- [Reading passage]
--
Basic Optimization Techniques¶
Learn the fundamental optimization techniques that will give you the biggest performance improvements with minimal effort. These strategies are easy to implement and will significantly speed up your plotting workflows.
Overview¶
Basic optimization focuses on quick wins that provide immediate performance benefits without requiring complex changes to your code. These techniques are suitable for most users and will solve common performance bottlenecks.
Key Benefits¶
- Faster plot generation - Reduce wait times from minutes to seconds
- Lower memory usage - Handle larger datasets without crashing
- Better interactivity - Smoother interactive plotting
- Improved resource usage - More efficient CPU and RAM utilization
Quick Wins¶
1. Downsample Data for Interactive Use¶
Problem: Large datasets make interactive plotting slow and unresponsive.
Solution: Downsample data for interactive viewing, use full resolution only for final exports.
import numpy as np
from monet_plots import SpatialPlot
# Before: Slow interactive plotting
large_data = np.random.random((500, 500)) # 250K points
plot = SpatialPlot()
--
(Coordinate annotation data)
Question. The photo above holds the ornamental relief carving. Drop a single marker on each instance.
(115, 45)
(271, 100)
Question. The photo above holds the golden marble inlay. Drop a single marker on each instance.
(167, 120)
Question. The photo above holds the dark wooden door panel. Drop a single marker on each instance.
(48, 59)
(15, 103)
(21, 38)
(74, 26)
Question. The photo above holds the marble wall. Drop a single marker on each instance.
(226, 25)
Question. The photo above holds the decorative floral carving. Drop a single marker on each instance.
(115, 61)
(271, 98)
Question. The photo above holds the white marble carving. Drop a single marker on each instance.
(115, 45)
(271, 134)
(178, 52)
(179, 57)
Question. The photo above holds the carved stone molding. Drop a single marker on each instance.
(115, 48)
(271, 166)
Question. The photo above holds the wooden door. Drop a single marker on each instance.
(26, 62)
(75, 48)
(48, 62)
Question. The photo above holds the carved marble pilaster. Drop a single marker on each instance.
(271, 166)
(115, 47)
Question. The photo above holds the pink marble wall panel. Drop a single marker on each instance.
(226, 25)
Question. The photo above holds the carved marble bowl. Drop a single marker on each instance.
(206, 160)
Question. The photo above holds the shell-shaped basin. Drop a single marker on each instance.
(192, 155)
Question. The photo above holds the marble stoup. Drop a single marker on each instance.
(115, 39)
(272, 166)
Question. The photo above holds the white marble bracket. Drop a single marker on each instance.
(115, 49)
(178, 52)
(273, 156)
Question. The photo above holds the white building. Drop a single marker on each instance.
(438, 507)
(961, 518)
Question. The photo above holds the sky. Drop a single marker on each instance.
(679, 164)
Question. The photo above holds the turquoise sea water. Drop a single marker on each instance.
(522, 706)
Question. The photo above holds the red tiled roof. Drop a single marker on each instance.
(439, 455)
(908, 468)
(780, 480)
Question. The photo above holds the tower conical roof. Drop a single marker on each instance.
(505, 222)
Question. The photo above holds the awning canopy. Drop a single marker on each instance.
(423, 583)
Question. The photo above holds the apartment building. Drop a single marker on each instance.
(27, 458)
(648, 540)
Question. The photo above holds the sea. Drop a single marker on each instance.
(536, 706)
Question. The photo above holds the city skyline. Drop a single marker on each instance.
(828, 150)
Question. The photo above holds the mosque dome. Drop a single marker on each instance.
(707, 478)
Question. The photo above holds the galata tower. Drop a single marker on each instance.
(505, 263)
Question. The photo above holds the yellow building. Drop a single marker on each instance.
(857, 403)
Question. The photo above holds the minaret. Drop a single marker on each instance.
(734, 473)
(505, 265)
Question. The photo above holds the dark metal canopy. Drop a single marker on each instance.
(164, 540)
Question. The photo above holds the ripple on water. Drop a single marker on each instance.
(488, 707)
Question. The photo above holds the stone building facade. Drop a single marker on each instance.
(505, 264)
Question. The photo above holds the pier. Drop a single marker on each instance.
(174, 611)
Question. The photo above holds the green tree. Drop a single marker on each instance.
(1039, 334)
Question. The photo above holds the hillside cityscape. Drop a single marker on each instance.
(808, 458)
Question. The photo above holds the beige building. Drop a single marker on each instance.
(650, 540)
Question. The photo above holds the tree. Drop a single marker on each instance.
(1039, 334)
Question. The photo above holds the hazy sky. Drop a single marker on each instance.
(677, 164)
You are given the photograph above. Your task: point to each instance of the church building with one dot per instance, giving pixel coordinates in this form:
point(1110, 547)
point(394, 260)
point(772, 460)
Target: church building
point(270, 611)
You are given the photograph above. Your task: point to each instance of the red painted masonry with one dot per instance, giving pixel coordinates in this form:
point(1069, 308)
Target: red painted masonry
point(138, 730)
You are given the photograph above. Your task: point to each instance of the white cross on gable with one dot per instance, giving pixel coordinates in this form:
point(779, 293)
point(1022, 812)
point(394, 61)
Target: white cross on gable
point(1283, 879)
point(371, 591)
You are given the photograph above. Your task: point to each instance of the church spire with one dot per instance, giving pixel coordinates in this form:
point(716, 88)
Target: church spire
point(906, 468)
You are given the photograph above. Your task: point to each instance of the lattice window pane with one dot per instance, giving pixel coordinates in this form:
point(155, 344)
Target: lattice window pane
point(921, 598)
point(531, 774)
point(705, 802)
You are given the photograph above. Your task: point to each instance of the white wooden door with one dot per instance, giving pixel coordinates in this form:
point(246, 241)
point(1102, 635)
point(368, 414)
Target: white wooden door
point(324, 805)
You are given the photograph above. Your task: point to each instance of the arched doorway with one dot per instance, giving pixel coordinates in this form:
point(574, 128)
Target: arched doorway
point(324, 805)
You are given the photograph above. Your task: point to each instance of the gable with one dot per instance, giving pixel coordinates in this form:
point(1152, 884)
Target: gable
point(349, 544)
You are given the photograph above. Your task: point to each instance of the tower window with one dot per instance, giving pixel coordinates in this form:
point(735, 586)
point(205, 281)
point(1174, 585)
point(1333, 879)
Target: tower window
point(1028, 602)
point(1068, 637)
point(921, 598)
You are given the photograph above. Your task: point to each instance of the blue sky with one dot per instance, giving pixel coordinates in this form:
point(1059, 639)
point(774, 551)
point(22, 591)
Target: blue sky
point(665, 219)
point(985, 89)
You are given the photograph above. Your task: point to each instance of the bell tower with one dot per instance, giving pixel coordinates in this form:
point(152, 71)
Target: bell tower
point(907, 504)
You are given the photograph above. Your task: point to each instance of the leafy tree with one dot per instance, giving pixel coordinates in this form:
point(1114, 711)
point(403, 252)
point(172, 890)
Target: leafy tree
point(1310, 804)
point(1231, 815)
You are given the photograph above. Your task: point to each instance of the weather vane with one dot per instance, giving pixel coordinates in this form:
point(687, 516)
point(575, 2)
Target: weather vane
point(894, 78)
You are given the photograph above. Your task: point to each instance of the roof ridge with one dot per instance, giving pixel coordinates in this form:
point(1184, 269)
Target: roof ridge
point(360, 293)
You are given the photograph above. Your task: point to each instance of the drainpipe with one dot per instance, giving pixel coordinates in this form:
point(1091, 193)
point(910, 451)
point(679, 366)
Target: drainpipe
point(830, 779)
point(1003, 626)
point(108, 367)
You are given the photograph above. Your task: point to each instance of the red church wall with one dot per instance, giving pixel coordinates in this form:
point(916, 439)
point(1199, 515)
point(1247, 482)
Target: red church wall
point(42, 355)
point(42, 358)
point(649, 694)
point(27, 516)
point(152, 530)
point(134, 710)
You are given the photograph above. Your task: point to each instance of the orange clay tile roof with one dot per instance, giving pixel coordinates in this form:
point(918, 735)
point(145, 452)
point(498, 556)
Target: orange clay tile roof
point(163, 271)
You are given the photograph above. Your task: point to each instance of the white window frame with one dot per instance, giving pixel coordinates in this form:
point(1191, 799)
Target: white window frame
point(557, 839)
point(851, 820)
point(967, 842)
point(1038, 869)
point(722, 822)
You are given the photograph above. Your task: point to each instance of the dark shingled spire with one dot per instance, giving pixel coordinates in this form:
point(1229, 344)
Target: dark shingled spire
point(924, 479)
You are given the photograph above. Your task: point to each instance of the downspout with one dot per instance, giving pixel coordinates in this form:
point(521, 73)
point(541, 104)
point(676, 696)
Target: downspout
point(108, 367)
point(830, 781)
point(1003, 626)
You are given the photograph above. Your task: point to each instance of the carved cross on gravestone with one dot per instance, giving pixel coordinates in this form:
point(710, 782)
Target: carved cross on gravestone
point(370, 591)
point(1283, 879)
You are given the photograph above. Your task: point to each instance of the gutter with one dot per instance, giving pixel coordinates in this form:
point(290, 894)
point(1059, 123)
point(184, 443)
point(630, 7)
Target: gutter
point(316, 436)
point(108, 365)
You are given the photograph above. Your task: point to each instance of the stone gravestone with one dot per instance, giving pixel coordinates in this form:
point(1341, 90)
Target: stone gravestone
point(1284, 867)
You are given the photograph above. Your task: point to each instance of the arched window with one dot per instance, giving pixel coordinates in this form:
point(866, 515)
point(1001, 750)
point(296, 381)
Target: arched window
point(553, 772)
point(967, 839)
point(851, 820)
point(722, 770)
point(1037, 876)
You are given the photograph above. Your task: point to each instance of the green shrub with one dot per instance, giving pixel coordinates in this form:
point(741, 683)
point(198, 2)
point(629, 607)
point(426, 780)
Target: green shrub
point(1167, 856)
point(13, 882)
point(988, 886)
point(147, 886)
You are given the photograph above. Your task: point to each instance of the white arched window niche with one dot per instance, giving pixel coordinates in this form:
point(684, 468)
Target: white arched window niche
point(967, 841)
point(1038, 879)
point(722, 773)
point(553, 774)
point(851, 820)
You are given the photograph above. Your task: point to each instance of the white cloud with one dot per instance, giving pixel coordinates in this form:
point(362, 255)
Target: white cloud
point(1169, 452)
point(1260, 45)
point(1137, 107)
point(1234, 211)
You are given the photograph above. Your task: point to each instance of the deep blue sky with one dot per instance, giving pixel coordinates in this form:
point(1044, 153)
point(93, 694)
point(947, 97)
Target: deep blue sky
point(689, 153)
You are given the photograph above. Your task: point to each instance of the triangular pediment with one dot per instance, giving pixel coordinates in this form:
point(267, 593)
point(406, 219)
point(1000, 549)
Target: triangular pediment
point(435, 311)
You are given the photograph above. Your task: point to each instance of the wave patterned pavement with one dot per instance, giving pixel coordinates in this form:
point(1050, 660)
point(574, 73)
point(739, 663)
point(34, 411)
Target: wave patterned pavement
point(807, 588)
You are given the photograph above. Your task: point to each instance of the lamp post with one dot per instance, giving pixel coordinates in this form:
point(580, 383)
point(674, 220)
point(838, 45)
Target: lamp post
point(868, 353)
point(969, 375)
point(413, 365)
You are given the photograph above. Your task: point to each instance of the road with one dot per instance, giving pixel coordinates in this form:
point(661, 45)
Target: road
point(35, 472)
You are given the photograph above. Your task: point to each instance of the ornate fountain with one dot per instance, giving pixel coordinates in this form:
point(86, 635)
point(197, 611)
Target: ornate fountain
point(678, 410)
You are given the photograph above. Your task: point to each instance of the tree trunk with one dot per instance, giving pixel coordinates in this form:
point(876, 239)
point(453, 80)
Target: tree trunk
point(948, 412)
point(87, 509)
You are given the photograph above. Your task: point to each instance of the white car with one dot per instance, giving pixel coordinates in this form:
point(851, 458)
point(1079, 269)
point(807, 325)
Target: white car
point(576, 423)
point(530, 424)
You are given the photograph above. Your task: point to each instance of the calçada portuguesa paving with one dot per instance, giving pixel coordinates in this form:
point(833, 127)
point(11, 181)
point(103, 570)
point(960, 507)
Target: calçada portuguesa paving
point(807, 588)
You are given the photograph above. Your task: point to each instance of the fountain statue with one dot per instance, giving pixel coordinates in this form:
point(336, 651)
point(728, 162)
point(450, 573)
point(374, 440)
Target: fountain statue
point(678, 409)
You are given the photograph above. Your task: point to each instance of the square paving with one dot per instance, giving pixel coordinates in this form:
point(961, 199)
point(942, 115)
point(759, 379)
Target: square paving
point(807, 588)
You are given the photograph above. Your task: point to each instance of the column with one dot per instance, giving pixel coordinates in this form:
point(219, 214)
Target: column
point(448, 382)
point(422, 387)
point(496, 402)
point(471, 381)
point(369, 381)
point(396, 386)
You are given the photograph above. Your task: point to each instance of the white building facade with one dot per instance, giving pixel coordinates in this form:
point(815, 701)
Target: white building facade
--
- [What this task involves] Copy the part of the optimization guide that opens with the words containing "import numpy as" and closes with "plot = SpatialPlot()", substituting "GridPlot" for "SpatialPlot".

- [Answer to this task]
import numpy as np
from monet_plots import GridPlot
# Before: Slow interactive plotting
large_data = np.random.random((500, 500)) # 250K points
plot = GridPlot()